Things I learned while writing an x86 emulator (2023)
x86 Complexity and Quirks
- Many commenters describe x86 as one of the messiest mainstream ISAs, especially compared with RISC-V and modern ARM.
- Numerous quirks are highlighted:
- BSF/BSR vs TZCNT/LZCNT zero-input behavior, and real-world code (e.g., libc) depending on de‑facto, not documented, semantics.
- Legacy oddities like
0x90being a special NOP, high 8-bit registers interacting badly with REX, segment overrides mostly ignored in 64‑bit mode. - Prefix behavior (66/67, segment overrides, REX/VEX/EVEX, APX REX2) and cases where bits are inconsistently ignored or cause faults.
- Historical curiosities like BSWAP with operand-size prefix and inconsistent behavior across CPUs.

#### Aim of the exercise:
Decide whether each statement agrees with the notes on writing an x86 emulator. Answer yes or no for each, and quote the words from the notes that settle it. (a) Commenters judge x86 to be messier than RISC-V and modern ARM. (b) Real-world code such as libc relies only on documented semantics. (c) BSWAP with an operand-size prefix behaves the same way on every CPU.

#### Recorded information:
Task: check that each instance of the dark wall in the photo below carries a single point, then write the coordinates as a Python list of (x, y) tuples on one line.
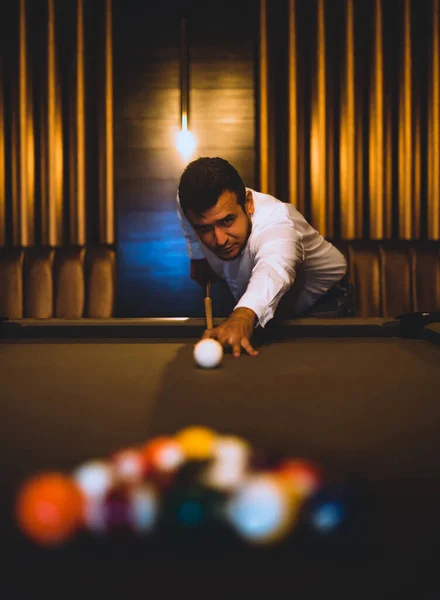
[(153, 267)]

#### Complete answer:
(a) Yes: "Many commenters describe x86 as one of the messiest mainstream ISAs, especially compared with RISC-V and modern ARM."
(b) No: "real-world code (e.g., libc) depending on de‑facto, not documented, semantics."
(c) No: "BSWAP with operand-size prefix and inconsistent behavior across CPUs."